**练习要求**
(1) 请逐字照抄二叉搜索树题解中的一段，从含有"cur.right = self.sortedArrayToBST(nums[mid+1:])"的那句开始，抄到"cur.left = dfs(start, mid)"为止。
(2) 请判断下列说法是否与二叉搜索树题解相符，逐条回答"是"或"否"，并原样引用题解中起决定作用的文字。(a) 解题思路提出以数组的中间值作为根结点。(b) 第一个 sortedArrayToBST 实现在数组长度为 1 时返回 None。(c) 最后一个 sortedArrayToBST 实现里的内部辅助函数名为 dfs。

**原文节选**

108. 将有序数组转换为二叉搜索树
题意
将有序数组转化为链表;
解题思路
将数组切片,中间值作为根结点,两边则则作为左子树和右子树;
维护左右两个值,实现对数组切片的功能;
实现
class Solution(object):
def sortedArrayToBST(self, nums):
"""
:type nums: List[int]
:rtype: TreeNode
"""
if not nums:
return None
elif len(nums) == 1:
return TreeNode(nums[0])
mid = len(nums) // 2
cur = TreeNode(nums[mid])
cur.left = self.sortedArrayToBST(nums[:mid])
cur.right = self.sortedArrayToBST(nums[mid+1:])
return cur
def sortedArrayToBST(self, nums):
"""
:type nums: List[int]
:rtype: TreeNode
"""
def dfs(start, end):
if start == end:
return None
mid = start + (end - start) // 2
cur = TreeNode(nums[mid])
cur.left = dfs(start, mid)
cur.right = dfs(mid+1, end)
return cur
if not nums:
return None
return dfs(0, len(nums))
def sortedArrayToBST(self, nums):
"""
:type nums: List[int]
:rtype: TreeNode
"""
def helper(left, right):
if left > right:
return None
if left == right:
return TreeNode(nums[left])
mid = (left + right) // 2
node = TreeNode(nums[mid])
node.left = helper(left, mid-1)
node.right = helper(mid+1, right)
return node
if not nums:
return None
return helper(0, len(nums)-1)

[边框标注数据行]
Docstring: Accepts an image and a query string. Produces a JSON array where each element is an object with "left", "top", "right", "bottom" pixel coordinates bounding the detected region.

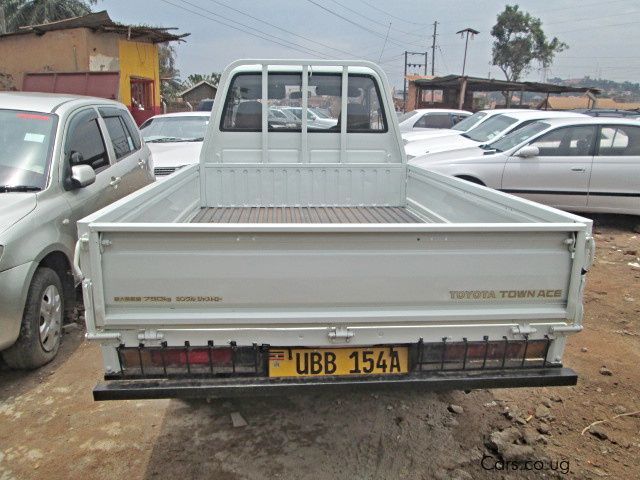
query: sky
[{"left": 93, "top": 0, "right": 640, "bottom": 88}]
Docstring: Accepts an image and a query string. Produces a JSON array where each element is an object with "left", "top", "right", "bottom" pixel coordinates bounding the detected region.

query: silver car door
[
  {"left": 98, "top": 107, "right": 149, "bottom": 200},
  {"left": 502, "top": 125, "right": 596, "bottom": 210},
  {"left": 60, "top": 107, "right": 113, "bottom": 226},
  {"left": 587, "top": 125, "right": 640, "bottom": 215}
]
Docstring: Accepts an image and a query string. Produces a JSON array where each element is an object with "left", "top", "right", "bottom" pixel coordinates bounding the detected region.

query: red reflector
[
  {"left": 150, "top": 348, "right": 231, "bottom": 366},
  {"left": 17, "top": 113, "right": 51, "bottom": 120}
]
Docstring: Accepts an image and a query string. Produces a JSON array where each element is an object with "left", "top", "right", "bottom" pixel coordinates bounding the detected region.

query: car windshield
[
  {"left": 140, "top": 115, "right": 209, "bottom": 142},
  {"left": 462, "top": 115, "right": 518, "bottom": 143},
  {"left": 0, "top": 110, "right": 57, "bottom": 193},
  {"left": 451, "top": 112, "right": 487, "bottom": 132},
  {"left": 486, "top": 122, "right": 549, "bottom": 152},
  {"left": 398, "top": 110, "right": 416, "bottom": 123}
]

**逐题答案**
(1)
cur.right = self.sortedArrayToBST(nums[mid+1:])
return cur
def sortedArrayToBST(self, nums):
"""
:type nums: List[int]
:rtype: TreeNode
"""
def dfs(start, end):
if start == end:
return None
mid = start + (end - start) // 2
cur = TreeNode(nums[mid])
cur.left = dfs(start, mid)

(2)
(a) 是："中间值作为根结点"
(b) 否："elif len(nums) == 1:"、"return TreeNode(nums[0])"
(c) 否："def helper(left, right):"